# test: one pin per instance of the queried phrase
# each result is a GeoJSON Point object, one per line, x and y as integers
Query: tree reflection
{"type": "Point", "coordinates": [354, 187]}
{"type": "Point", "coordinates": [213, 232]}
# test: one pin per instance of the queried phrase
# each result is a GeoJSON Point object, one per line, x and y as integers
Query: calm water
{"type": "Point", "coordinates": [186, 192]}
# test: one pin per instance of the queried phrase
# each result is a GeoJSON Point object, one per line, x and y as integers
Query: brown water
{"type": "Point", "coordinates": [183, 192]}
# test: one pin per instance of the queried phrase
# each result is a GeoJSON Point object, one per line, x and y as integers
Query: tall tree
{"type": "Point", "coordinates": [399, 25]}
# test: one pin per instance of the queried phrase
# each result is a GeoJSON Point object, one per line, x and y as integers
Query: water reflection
——————————
### GOAL OF THE EXERCISE
Exactly as written, reproduce the whole listing.

### EXERCISE OUTPUT
# test: one pin per instance of the queried phrase
# each result is a GeoJSON Point object, one per line, x and y as integers
Query: tree reflection
{"type": "Point", "coordinates": [354, 187]}
{"type": "Point", "coordinates": [213, 232]}
# test: one pin per instance of the queried phrase
# each result is a GeoJSON Point object, one per line, x and y as integers
Query: calm water
{"type": "Point", "coordinates": [186, 192]}
# test: one pin per instance of the queried phrase
# each result is a GeoJSON Point object, one per line, x and y as integers
Query: brown water
{"type": "Point", "coordinates": [183, 192]}
# test: one pin per instance of the queried phrase
# each result is a GeoJSON Point object, one per line, x and y as integers
Query: tall tree
{"type": "Point", "coordinates": [399, 25]}
# test: one pin per instance of the queried phrase
# each result is a GeoJSON Point object, one per line, x and y as integers
Query: water reflection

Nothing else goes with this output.